PASSAGE SHOWN:

Binding on this court under Rule 54(a), the plain and unequivocal language of Rule 52(a) requires us to review indictments tainted by rules violations, including Rule 6(d) violations, with attention to the likelihood that the defendant has been disadvantaged by the procedural failure. See generally United States v. Dougherty, 473 F.2d 1113, 1127-28 (D.C.Cir.1972). Adoption of a per se rule of invalidity, which allows for no such Rule 52(a) analysis, overlooks the axiom of interpretation that the rules should be read together as an integrated, harmonious whole. Ironically, the result is that a construction intended to compel adherence to the federal rules, 735 F.2d at 139, is in itself unfaithful to the restriction of enforceability, and the conception of justice, recognized by the rules themselves.
The same conclusion is compelled by related acts of Congress and decisions of the Supreme Court. The salient statute, 28 U.S.C. Sec. 2111, provides that
On the hearing of any appeal or writ of certiorari in any case, the court shall give judgment after an examination of the record without regard to errors or defects which do not affect the substantial rights of the parties.

CHALLENGE A: Summarize the Rule 52(a) passage in two sentences.
CHALLENGE B: Please carry the Rule 52(a) passage forward from its final sentence with the next stretch of argument.
The items that follow have no connection to the Rule 52(a) passage.

EXTRACTED ENTRIES:
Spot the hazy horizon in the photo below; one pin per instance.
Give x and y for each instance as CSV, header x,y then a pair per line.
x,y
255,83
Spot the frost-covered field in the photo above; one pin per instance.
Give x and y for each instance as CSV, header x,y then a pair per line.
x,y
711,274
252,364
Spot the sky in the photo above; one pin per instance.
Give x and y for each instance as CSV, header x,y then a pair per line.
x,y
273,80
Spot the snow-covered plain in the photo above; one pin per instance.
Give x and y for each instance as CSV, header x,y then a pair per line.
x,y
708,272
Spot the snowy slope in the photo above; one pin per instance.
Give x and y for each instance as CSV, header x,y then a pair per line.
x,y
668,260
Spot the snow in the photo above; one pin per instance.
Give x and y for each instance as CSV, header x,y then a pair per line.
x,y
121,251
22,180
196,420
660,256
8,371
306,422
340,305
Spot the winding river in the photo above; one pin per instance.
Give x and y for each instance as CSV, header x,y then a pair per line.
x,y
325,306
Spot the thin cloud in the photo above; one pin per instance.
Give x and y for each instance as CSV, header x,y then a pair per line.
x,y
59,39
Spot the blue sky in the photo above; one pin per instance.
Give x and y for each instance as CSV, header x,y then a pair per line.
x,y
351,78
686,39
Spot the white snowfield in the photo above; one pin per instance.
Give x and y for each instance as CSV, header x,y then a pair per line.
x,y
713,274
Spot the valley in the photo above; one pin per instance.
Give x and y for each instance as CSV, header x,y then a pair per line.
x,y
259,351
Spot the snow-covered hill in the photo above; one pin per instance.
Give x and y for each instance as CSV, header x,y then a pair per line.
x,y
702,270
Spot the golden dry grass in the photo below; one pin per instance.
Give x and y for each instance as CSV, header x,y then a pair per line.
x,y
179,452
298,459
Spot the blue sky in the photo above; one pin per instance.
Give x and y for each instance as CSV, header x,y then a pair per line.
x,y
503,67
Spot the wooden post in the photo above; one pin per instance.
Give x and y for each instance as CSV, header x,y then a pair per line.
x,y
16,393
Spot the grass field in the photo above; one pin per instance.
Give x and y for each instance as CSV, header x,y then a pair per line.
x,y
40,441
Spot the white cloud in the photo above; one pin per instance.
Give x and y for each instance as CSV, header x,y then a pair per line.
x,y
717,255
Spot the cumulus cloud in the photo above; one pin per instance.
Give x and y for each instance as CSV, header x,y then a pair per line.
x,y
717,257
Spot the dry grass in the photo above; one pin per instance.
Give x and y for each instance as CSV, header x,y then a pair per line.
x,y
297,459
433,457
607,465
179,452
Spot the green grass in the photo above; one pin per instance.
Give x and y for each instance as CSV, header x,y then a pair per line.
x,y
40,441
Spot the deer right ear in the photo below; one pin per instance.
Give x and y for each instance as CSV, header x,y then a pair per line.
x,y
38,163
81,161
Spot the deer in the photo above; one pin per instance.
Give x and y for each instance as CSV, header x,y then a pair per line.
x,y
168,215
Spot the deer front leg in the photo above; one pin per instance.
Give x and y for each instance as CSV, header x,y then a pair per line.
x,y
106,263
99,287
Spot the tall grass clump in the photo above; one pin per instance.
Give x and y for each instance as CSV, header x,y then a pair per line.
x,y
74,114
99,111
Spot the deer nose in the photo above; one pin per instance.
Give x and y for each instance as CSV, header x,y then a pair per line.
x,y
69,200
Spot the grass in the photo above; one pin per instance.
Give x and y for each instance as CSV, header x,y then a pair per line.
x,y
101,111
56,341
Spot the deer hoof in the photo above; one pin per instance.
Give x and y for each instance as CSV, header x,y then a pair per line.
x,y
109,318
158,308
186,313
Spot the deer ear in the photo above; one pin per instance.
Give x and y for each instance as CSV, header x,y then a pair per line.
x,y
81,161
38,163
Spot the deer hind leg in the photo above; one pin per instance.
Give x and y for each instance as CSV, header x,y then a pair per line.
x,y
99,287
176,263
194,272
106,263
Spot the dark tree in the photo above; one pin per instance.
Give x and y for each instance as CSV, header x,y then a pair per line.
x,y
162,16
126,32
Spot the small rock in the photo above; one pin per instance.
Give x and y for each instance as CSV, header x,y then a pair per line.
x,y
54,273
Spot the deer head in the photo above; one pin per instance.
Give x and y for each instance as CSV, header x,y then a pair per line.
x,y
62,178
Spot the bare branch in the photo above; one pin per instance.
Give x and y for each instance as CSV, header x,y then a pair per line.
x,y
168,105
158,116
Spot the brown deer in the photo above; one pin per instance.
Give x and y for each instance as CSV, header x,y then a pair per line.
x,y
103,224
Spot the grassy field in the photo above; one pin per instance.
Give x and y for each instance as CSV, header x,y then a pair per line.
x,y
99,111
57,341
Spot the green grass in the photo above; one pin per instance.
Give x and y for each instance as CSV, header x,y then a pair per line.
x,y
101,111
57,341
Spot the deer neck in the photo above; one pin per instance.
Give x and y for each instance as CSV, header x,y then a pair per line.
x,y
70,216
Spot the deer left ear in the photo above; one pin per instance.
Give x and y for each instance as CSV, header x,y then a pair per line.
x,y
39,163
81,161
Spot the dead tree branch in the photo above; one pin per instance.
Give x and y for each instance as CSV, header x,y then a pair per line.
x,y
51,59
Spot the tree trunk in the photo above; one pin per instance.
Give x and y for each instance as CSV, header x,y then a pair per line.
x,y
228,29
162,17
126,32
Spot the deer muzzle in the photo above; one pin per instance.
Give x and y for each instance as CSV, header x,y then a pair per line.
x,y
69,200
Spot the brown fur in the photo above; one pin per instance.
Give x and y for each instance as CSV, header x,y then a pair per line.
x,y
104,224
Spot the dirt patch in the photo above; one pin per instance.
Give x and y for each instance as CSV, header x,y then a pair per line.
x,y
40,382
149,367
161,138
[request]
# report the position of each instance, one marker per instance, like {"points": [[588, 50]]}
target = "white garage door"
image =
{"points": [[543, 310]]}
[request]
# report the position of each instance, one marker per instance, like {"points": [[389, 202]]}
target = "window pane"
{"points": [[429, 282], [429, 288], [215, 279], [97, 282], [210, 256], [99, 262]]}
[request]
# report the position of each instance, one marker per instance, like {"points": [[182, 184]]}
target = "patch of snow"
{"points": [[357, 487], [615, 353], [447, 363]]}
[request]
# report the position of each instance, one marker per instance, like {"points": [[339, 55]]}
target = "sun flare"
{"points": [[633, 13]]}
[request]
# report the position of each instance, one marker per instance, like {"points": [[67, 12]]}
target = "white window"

RESPONSE A: The Rule 52(a) passage holds that Rule 52(a) requires courts to review indictments tainted by rules violations, including Rule 6(d) violations, with attention to whether the defendant was disadvantaged, and that a per se rule of invalidity ignores the principle that the rules should be read together as a harmonious whole. It adds that related acts of Congress and Supreme Court decisions compel the same conclusion, pointing to 28 U.S.C. Sec. 2111, which directs courts on appeal to give judgment without regard to errors or defects that do not affect the parties' substantial rights.

RESPONSE B:
Originally enacted to prevent appellate courts from looming above criminal trials as "impregnable citadels of technicality," Kotteakos v. United States, 328 U.S. 750, 759, 66 S.Ct. 1239, 1245, 90 L.Ed. 1557 (1946) (citation omitted), 28 U.S.C. Sec. 2111 echoes Fed.R.Crim.P. 52(a) in its insistence that "substantial rights" must be implicated before a conviction may be reversed. Again, that such substantial rights have been affected is determined not merely by asking whether a guarantee has been violated but by asking "what effect the error had or reasonably may be taken to have had upon the jury's decision." Kotteakos, 328 U.S. at 764, 66 S.Ct. at 1247. Toward the same end, an important line of Supreme Court cases beginning with Chapman v. California, 386 U.S. 18, 87 S.Ct. 824, 17 L.Ed.2d 705 (1967), establishes that even some constitutional norms are not so independently sensitive that intrusion must always compel reversal of the subsequent judgment. In reviewing these intrusions, the appellate court will determine whether "there is a reasonable possibility that the evidence complained of might have contributed to the conviction." Id. at 24, 87 S.Ct. at 828 quoting Fahy v. Connecticut, 375 U.S. 85, 86-87, 84 S.Ct. 229, 230, 11 L.Ed.2d 171 (1963).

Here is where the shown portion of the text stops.